--- BEGIN ---
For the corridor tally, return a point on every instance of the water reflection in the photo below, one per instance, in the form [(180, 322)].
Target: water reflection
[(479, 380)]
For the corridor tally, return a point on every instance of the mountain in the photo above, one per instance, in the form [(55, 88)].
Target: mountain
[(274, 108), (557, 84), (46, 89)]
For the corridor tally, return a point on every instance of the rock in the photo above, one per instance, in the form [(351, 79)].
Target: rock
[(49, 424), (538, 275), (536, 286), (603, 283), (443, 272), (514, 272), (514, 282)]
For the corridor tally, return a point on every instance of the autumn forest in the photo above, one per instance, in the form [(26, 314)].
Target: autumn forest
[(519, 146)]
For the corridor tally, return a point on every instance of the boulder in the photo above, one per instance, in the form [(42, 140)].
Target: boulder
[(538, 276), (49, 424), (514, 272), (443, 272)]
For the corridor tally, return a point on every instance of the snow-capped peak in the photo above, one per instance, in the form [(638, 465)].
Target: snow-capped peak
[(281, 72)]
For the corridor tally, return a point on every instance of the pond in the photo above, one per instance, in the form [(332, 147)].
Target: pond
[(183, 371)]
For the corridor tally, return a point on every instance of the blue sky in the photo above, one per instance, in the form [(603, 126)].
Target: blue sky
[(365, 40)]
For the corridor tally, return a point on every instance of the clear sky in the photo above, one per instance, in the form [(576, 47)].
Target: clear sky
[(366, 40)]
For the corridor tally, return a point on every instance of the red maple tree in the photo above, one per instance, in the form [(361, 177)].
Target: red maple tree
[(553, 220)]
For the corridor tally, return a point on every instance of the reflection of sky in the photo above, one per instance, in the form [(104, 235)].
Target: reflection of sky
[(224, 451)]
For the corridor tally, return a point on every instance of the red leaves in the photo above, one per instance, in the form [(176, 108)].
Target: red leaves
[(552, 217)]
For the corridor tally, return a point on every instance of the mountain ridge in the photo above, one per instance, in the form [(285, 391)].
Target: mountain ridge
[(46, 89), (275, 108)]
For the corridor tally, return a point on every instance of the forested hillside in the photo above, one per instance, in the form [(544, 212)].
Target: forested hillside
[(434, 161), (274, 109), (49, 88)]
--- END ---
--- BEGIN ---
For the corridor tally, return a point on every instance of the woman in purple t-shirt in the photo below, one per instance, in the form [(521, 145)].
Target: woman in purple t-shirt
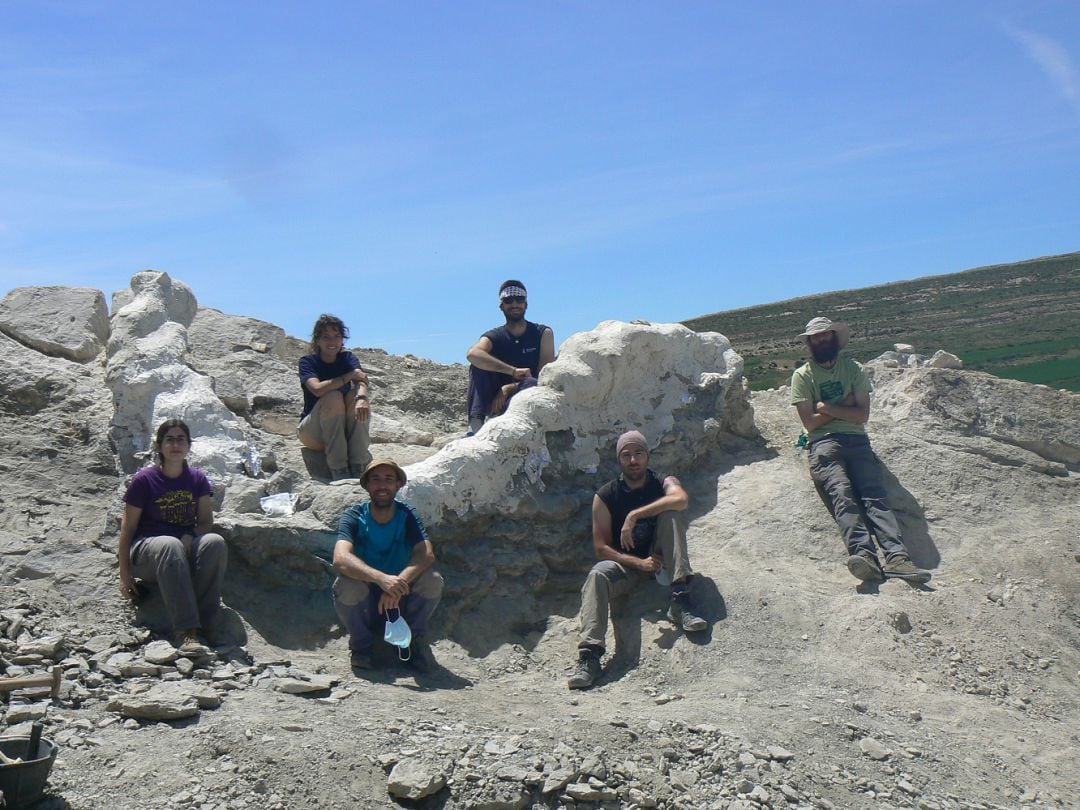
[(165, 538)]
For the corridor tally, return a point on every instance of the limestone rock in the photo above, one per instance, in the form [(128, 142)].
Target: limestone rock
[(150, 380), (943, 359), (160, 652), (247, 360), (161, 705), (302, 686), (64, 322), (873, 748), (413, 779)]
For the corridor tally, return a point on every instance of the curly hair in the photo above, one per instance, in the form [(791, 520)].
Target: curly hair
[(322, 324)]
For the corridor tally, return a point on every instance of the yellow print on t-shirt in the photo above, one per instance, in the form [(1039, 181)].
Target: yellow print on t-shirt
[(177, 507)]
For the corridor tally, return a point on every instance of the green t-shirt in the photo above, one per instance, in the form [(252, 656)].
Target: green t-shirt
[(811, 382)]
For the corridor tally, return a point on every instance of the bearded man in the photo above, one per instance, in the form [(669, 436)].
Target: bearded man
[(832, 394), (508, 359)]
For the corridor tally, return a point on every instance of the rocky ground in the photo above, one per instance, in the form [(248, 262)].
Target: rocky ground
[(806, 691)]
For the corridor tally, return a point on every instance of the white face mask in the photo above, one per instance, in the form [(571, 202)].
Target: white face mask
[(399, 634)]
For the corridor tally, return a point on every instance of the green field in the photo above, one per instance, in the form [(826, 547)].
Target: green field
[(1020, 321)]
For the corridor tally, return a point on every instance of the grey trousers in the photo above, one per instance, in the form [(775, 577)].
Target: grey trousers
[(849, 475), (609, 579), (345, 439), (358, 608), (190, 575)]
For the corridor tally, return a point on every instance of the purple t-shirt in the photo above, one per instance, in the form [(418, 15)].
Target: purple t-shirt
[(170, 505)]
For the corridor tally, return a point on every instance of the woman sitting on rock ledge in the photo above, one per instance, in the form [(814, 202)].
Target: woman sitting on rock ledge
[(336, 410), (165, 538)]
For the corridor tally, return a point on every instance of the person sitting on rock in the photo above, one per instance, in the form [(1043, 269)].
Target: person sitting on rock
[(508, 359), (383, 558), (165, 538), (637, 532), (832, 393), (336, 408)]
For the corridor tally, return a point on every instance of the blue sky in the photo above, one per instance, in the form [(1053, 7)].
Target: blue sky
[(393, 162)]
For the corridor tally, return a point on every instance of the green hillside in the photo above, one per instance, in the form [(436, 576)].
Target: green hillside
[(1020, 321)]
--- END ---
Locate every line in the entries that contains the word "purple" and copy each one out; case counts.

For the corridor tally, return a point on every instance of the woman in purple t-shirt in the photo below, one per instance, in the form [(521, 145)].
Target: woman in purple t-shirt
For the corridor tally, return a point on every instance of the purple t-shirt in the photo above, one per instance, in the form [(418, 15)].
Target: purple t-shirt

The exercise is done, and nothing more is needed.